Reading passage:
BEGIN

E-Learning: Harvard, MIT query US new order affecting foreign students, sue Trump administration

*Fresh guidance may force international students to leave US if their schools transition to online-only courses

*ICE’s guidance threatens to impact approximately 5,000 international students at Harvard University

Isola Moses | ConsumerConnect

Top American universities, in a swift response to implications of online-only learning to international students, have reacted to the Donald Trump Administration’s new guidance by the Immigration and Customs Enforcement (ICE) on schools’ possible shift to ‘online-only’ learning, implying that foreign students currently studying in the United States (US) may have to leave.

Harvard University and Massachusetts Institute of Technology (MIT), in a lawsuit filed Wednesday, July 8, 2020, requested an order to block the guidance issued by the government affecting international students, says agency report.

The lawsuit filed by Harvard and MIT seeks to stop the government from imposing the guidance on the basis that it violates the Administrative Procedures Act.

In the complaint, the universities stated that “the ability to provide remote education during the pandemic is of paramount importance to universities across the country. “COVID-19 is a highly contagious disease that spreads from human to human in close contact situations.

The institutions of learning said the “ICE’s action proceeded without any indication of having considered the health of students, faculty, university staff, or communities.”

Recall that the ICE, earlier in the week, issued a news release recommending that the government would not allow foreign students whose universities transitioned to online-only courses to remain in the US this fall semester.

The agency implied that the international students to whom the new guidance applies must “depart the country or take other measures, such as transferring to a school with in-person instruction to remain in lawful status.”

END

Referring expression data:
BEGIN

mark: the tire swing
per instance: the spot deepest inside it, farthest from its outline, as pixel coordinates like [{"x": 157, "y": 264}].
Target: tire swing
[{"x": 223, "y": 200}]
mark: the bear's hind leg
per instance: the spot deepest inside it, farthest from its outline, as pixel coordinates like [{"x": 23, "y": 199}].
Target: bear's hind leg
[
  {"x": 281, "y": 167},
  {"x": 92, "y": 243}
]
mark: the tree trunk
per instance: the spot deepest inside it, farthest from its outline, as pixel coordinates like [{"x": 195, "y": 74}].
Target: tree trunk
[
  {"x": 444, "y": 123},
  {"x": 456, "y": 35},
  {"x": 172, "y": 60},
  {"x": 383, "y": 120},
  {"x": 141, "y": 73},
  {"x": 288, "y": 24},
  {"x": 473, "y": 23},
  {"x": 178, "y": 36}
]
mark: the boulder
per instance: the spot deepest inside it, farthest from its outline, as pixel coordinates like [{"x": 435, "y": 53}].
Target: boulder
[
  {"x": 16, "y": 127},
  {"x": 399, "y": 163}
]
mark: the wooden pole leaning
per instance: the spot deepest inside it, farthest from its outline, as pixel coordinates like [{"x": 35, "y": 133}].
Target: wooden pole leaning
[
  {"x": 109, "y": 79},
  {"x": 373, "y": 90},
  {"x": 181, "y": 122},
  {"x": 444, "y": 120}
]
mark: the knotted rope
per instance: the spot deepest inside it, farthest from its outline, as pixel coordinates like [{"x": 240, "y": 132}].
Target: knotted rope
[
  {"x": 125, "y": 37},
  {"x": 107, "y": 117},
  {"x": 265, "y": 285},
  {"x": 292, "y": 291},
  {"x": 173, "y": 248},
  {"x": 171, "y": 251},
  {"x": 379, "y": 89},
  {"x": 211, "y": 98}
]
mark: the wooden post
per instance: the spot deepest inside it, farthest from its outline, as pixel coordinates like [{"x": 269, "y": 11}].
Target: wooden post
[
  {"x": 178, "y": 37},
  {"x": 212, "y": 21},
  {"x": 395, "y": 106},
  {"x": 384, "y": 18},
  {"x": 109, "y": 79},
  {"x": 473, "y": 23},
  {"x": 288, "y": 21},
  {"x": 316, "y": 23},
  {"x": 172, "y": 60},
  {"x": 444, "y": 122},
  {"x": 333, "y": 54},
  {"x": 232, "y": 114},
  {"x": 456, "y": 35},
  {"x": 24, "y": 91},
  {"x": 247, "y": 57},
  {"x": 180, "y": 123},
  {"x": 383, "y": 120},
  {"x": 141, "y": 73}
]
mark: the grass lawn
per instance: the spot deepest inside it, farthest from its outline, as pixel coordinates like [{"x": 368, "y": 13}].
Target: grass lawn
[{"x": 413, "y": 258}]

END

About this task:
Please answer these questions using the news report on the Harvard and MIT lawsuit:
(a) On what date did Harvard and MIT file their lawsuit?
(b) Which act do the universities say the guidance violates?
(c) Approximately how many international students at Harvard University does the guidance threaten to impact?

Response:
(a) Wednesday, July 8, 2020
(b) The Administrative Procedures Act
(c) Approximately 5,000